◆ What is being asked:
Go through the records and write each one out again exactly.

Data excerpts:
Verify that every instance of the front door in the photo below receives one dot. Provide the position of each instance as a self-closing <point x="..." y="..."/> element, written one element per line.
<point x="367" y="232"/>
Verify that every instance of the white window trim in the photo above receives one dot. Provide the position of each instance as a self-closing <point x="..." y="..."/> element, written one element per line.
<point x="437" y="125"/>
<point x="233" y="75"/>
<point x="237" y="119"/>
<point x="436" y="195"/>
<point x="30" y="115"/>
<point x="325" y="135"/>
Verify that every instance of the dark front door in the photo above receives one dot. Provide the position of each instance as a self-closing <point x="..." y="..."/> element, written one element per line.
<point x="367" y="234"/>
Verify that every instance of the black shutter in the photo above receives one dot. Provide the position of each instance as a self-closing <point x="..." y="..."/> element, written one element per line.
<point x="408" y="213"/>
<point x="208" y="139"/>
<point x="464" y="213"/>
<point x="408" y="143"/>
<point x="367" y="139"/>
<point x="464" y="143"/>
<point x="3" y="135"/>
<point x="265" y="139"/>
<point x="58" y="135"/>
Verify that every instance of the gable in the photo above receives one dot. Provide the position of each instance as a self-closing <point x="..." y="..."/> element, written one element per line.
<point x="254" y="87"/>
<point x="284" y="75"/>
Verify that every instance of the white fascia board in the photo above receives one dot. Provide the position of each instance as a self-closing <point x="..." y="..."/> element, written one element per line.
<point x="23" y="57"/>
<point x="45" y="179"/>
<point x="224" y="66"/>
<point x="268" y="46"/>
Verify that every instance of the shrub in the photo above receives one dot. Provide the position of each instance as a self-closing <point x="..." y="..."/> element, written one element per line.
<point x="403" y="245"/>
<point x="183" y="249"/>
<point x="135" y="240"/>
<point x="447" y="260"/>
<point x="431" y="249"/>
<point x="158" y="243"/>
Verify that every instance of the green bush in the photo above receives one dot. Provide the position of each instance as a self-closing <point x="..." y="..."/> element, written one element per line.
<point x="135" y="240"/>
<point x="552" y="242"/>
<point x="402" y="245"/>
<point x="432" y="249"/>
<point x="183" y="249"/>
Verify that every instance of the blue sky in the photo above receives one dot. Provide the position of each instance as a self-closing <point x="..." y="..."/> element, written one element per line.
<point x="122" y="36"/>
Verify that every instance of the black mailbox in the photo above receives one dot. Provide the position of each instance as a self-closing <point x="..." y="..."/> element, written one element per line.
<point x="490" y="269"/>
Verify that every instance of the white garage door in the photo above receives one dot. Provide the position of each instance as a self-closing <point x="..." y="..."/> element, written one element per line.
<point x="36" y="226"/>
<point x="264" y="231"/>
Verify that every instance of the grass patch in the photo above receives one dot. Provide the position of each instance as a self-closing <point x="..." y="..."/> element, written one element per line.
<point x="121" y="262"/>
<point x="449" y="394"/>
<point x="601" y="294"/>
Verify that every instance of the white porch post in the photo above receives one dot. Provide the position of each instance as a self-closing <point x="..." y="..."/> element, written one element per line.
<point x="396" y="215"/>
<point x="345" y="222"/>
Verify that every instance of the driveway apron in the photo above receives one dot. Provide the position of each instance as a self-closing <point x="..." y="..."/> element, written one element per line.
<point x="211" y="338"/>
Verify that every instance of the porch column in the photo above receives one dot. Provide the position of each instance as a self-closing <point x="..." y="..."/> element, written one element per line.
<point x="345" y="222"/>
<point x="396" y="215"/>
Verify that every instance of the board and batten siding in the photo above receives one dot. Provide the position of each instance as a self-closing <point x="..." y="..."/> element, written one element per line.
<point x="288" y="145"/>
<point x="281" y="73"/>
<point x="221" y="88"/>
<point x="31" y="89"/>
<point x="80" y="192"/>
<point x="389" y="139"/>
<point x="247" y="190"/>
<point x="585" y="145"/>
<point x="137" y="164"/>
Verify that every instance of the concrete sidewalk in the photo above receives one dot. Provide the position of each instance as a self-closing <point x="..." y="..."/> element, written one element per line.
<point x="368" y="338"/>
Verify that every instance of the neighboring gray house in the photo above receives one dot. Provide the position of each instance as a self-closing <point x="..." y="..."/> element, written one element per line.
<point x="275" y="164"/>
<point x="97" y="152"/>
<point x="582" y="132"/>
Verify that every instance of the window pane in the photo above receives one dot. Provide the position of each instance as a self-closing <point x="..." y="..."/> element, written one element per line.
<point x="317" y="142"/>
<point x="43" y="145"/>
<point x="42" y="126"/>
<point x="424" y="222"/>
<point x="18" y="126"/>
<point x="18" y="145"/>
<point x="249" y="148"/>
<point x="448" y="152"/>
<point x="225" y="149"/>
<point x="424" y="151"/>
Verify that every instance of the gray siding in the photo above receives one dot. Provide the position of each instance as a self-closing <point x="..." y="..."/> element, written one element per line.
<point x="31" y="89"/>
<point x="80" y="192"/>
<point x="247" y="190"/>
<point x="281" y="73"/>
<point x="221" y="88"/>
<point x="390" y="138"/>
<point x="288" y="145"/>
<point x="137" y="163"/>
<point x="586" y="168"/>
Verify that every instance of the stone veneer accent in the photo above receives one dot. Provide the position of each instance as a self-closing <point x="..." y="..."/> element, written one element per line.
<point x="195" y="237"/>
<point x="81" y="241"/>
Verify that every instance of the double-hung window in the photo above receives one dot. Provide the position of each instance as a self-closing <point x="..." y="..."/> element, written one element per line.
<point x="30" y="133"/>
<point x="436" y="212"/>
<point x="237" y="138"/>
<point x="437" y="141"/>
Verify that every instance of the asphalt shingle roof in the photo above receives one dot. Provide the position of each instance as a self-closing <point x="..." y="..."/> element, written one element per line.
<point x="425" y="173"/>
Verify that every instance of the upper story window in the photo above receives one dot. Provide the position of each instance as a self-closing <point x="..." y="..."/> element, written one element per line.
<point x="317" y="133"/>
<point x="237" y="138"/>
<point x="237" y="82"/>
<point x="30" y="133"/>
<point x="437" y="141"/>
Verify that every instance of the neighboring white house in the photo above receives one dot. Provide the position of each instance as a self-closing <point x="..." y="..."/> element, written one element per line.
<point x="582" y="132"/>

◆ Response box:
Verify that every instance of the front door in the photo below receives one dot. Provide the position of each instance as a self-closing <point x="..." y="..."/> element, written one element per line.
<point x="367" y="232"/>
Verify that every instance of the white window trim in the photo above receives one dot. Provide the position of each instance as a self-closing <point x="..." y="..."/> element, written one element per line.
<point x="437" y="125"/>
<point x="233" y="75"/>
<point x="237" y="119"/>
<point x="436" y="195"/>
<point x="30" y="115"/>
<point x="325" y="135"/>
Verify that every instance of the dark front door in the photo above receives one dot. Provide the position of each instance as a self-closing <point x="..." y="..."/> element, written one element per line.
<point x="367" y="234"/>
Verify that every instance of the black shutter in the photo above receives one dot. Provide the position of each instance as a self-closing <point x="..." y="..."/> element, written one element per line.
<point x="408" y="213"/>
<point x="208" y="139"/>
<point x="464" y="213"/>
<point x="408" y="143"/>
<point x="367" y="139"/>
<point x="464" y="143"/>
<point x="3" y="135"/>
<point x="265" y="139"/>
<point x="58" y="135"/>
Verify that every instance of the gable in the photo above receives one dot. Provide the position of each instance as a self-closing <point x="..." y="..."/> element, written one element per line.
<point x="254" y="87"/>
<point x="284" y="75"/>
Verify that every instance of the white fascia board in the photo above receives one dot. Provide the position of each instance as a self-closing <point x="..." y="..."/> element, written one element per line.
<point x="23" y="57"/>
<point x="45" y="179"/>
<point x="224" y="66"/>
<point x="268" y="46"/>
Verify that every instance of the shrub in the photo above receives one dot. Provide the position of each instance as a self-closing <point x="..." y="..."/> element, written one element per line.
<point x="403" y="245"/>
<point x="183" y="249"/>
<point x="135" y="240"/>
<point x="447" y="260"/>
<point x="431" y="249"/>
<point x="158" y="243"/>
Verify that every instance of the green bush in the photo above receives one dot. Provide the position of each instance as a self-closing <point x="..." y="..."/> element, written one element per line.
<point x="135" y="240"/>
<point x="552" y="242"/>
<point x="402" y="245"/>
<point x="432" y="249"/>
<point x="183" y="249"/>
Verify that every instance of the blue sky in the photo above receives one dot. Provide the position of each instance as a self-closing <point x="..." y="..."/> element, written one element per line.
<point x="122" y="36"/>
Verify that every instance of the black mailbox in the photo above receives one dot. Provide the position of each instance as a self-closing <point x="..." y="..."/> element, written one element per line.
<point x="490" y="269"/>
Verify that every instance of the white garage door in the photo above receives one dot. Provide the position of each instance as a self-closing <point x="..." y="..."/> element, written one element per line.
<point x="36" y="226"/>
<point x="264" y="231"/>
Verify that every instance of the grass patch in the photo above receives one dot. Provide the position of each instance as a self-closing <point x="..." y="..."/> element, written one element per line.
<point x="121" y="262"/>
<point x="449" y="394"/>
<point x="601" y="294"/>
Verify that every instance of the white porch post in the photo above receives one dot. Provide the position of each instance as a self-closing <point x="..." y="..."/> element, written one element per line.
<point x="396" y="215"/>
<point x="345" y="222"/>
Verify that every instance of the driveway apron in the photo above receives one dot. Provide the position of each instance as a self-closing <point x="..." y="..."/> element, written one element per line.
<point x="211" y="338"/>
Verify that every instance of the porch column in the photo above receives one dot. Provide the position of each instance as a self-closing <point x="..." y="..."/> element, written one element per line.
<point x="345" y="222"/>
<point x="396" y="215"/>
Verify that every instance of the board and batten siding in the photo above receives one dot. Provide the position of each instance as a self-closing <point x="..." y="..."/> element, written one element per line.
<point x="288" y="145"/>
<point x="281" y="73"/>
<point x="221" y="88"/>
<point x="31" y="89"/>
<point x="80" y="192"/>
<point x="389" y="139"/>
<point x="247" y="190"/>
<point x="585" y="145"/>
<point x="137" y="164"/>
Verify that every instance of the concrete sidewalk in the photo above receives one dot. Provide the position of each instance as a self-closing <point x="..." y="..."/> element, written one element per line.
<point x="368" y="338"/>
Verify that every instance of the neighboring gray house in the photo above receives one dot. Provide the position of each instance as a self-closing <point x="..." y="..."/> element, written one element per line.
<point x="275" y="164"/>
<point x="97" y="152"/>
<point x="582" y="132"/>
Verify that every instance of the window pane in the photo above receives one dot. Provide the position of each instance as a self-closing <point x="..." y="..."/> element, written one element per line.
<point x="317" y="142"/>
<point x="43" y="145"/>
<point x="42" y="126"/>
<point x="424" y="222"/>
<point x="18" y="126"/>
<point x="18" y="145"/>
<point x="249" y="148"/>
<point x="448" y="152"/>
<point x="225" y="149"/>
<point x="424" y="151"/>
Verify that every instance of the gray siding in the photo above receives one dot. Provide the position of each instance as a self-closing <point x="..." y="..."/> element, written one element per line.
<point x="31" y="89"/>
<point x="80" y="192"/>
<point x="247" y="190"/>
<point x="281" y="73"/>
<point x="221" y="88"/>
<point x="390" y="138"/>
<point x="288" y="145"/>
<point x="137" y="163"/>
<point x="586" y="168"/>
Verify that every instance of the stone veneer accent in the photo above receives one dot. Provide the position of each instance as a self-closing <point x="..." y="..."/> element, written one element per line.
<point x="195" y="237"/>
<point x="81" y="241"/>
Verify that every instance of the double-hung window in the photo above receives one dot. Provide the position of each instance as a self-closing <point x="..." y="..."/> element, written one element per line.
<point x="30" y="133"/>
<point x="436" y="212"/>
<point x="237" y="138"/>
<point x="437" y="141"/>
Verify that every instance of the asphalt shingle roof in the photo above receives one dot. Provide the position of each instance as a self-closing <point x="..." y="..."/> element, written one element per line.
<point x="425" y="173"/>
Verify that every instance of the upper story window in the photo above receives one dot. Provide the position of each instance as a self-closing <point x="..." y="..."/> element, written one element per line.
<point x="317" y="133"/>
<point x="237" y="138"/>
<point x="237" y="82"/>
<point x="30" y="133"/>
<point x="437" y="141"/>
Verify that every instance of the neighboring white house in the photo above receives one dot. Provide the position of each instance as a self-closing <point x="..." y="..."/> element, written one element per line.
<point x="582" y="132"/>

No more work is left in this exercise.